- **Study text**:
Many of the conclusions presented by Herrnstein and Murray have been present for a century. In the 1920s, the eugenics movement in the United States made similar claims about the inheritability of intelligence and the need to “clean up” the genetic pool through involuntary sterilization of individuals. The Third Reich explicitly based its scientific rationale for Aryan supremacy on the eugenics movement's arguments. Following World War II, the concepts received little attention, except as they related to individuals with disabilities.

One of the primary proponents of related concepts is J. Philippe Rushton. Rushton made the argument that the three main racial groups are at different stages of evolution. His conclusions were based on reviewing research on racial differences, on such divergent topics as size of cranium, age at which infants walk, age at first intercourse, aggressiveness, impulsivity, frequency of intercourse, and size of genitalia. According to Rushton, across these domains, there is a linear pattern: Asians > Caucasians > Negroid groups. He concluded that these patterns show that the three racial groups are at different evolutionary stages, with Asians having evolved to the highest degree, followed by Caucasians and the “Negroid” groups. Rushton's research is seen as being of questionable quality (relying on inadequate source data) and is widely ignored, if not ridiculed, by social scientists.

Herrnstein and Murray explicitly credited Rushton and cited his work in support of their contentions. The most significant aspect of The Bell Curve was its widespread acceptance among journalists and politicians of the political Right, as compared with Rushton's relative obscurity.

The conclusions and research approaches used by Herrnstein and Murray were widely criticized by many social scientists. The first criticism was the use of g as a global measure of intelligence. Advocates of intelligence research argue that it is possible to measure a single factor that is related to an individual's intelligence (g). Many researchers suggest that intelligence is a multifaceted construct and that there are multiple intelligences. A second criticism of the use of g is that it explains a small amount of variance in school or work success. Other criticisms attacked the authors' use of statistical techniques as inappropriate.

- **Referring expression pointing data**:

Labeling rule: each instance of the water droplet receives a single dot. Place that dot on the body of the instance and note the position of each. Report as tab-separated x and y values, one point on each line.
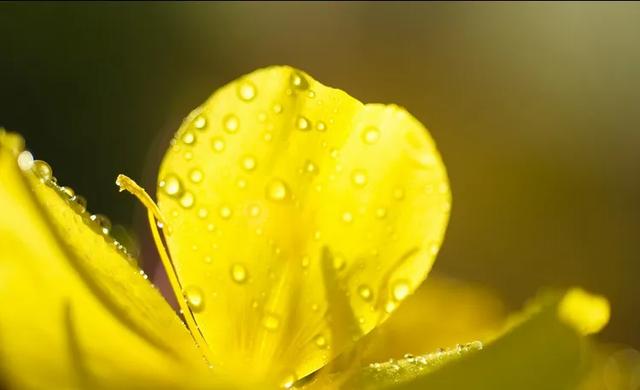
68	191
42	170
277	190
239	273
303	123
310	167
218	144
381	213
321	341
196	175
225	212
254	210
25	160
203	213
371	135
246	90
79	203
103	223
231	123
187	200
288	382
359	177
365	292
171	185
195	298
401	290
298	81
390	307
200	122
271	322
249	163
189	137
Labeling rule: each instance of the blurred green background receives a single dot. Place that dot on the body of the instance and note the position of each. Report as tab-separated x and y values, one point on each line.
535	108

- **Task directions**:
Write out the stretch of the passage on The Bell Curve from "The conclusions and" through "techniques as inappropriate.". The rows are separate material and have no connection to the passage on The Bell Curve.

- **Response for this exercise**:
The conclusions and research approaches used by Herrnstein and Murray were widely criticized by many social scientists. The first criticism was the use of g as a global measure of intelligence. Advocates of intelligence research argue that it is possible to measure a single factor that is related to an individual's intelligence (g). Many researchers suggest that intelligence is a multifaceted construct and that there are multiple intelligences. A second criticism of the use of g is that it explains a small amount of variance in school or work success. Other criticisms attacked the authors' use of statistical techniques as inappropriate.